Provided passage:
After retiring as a successful player, Spalding went on to publish the first official rules guide for baseball, developed the first “official” baseball and took a group of Major League players on a world tour to promote baseball and his newly-found business, Spalding Sporting Goods. The rest is history.

Shortly after Spalding retired from baseball, his alma mater became part of one of the most successful chains of commercial schools and colleges in the United States, joining the Brown’s group of business colleges founded by G.W. Brown of Jacksonville, Ill. Although Brown acquired the college in 1892, it was not called Brown’s Business College until 1902. It remained a part of the Brown’s system until 1941, when its name reverted to Rockford Business College. At one time, Brown had as many as 30 schools under his ownership throughout the Midwest.

Everyone welcomed

Even prior to the turn of the century, both men and women attended the college. The 1893-1894 college catalog lists the entire student body of 1893. At that time, the college, located in the new D.J. Stewart Building, 113 S. Main St., had 576 students. Students were attending from many of the surrounding Illinois and Wisconsin communities as well as from many other states. Recent immigrants also came to the college to enhance their career skills.

Task to complete:
Transcribe, word for word, the portion of the passage on the business college's history that runs from "Everyone welcomed" to "their career skills.".

Saved entries

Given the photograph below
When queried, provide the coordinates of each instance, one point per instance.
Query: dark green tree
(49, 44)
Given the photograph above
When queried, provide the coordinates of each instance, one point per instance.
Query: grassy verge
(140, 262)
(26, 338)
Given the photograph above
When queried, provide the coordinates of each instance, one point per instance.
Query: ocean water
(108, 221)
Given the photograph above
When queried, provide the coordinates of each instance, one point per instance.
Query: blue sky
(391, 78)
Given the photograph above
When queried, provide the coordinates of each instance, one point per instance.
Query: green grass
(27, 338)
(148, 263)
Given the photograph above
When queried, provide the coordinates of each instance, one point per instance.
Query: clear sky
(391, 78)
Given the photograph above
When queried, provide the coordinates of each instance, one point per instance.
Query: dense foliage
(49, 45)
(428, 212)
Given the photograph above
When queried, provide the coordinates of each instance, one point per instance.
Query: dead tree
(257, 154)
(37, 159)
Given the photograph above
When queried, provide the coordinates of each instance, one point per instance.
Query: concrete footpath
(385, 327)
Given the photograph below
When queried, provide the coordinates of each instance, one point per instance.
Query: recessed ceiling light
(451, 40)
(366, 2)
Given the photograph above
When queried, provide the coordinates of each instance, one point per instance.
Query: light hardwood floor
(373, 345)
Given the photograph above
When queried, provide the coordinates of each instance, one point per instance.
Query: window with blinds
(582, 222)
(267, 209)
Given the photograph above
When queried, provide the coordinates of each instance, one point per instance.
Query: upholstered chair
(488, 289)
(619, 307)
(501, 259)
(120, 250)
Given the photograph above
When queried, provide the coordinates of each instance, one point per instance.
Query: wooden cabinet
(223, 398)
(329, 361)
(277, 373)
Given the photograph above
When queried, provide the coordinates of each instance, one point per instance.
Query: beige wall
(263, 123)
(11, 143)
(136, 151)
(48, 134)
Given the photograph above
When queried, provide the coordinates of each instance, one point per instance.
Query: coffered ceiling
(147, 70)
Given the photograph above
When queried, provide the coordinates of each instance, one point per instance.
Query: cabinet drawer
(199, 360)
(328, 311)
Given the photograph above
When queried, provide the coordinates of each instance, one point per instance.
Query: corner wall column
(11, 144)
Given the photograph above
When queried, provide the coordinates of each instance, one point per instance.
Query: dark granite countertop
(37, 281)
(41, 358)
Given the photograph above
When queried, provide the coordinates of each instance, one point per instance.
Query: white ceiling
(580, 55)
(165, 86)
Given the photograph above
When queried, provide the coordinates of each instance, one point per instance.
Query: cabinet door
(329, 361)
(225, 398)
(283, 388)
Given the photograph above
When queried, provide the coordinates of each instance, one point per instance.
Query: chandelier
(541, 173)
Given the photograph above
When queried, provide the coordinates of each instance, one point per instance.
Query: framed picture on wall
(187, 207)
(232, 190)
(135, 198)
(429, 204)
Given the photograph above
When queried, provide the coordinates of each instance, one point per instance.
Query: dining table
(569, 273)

Worked solution:
Everyone welcomed

Even prior to the turn of the century, both men and women attended the college. The 1893-1894 college catalog lists the entire student body of 1893. At that time, the college, located in the new D.J. Stewart Building, 113 S. Main St., had 576 students. Students were attending from many of the surrounding Illinois and Wisconsin communities as well as from many other states. Recent immigrants also came to the college to enhance their career skills.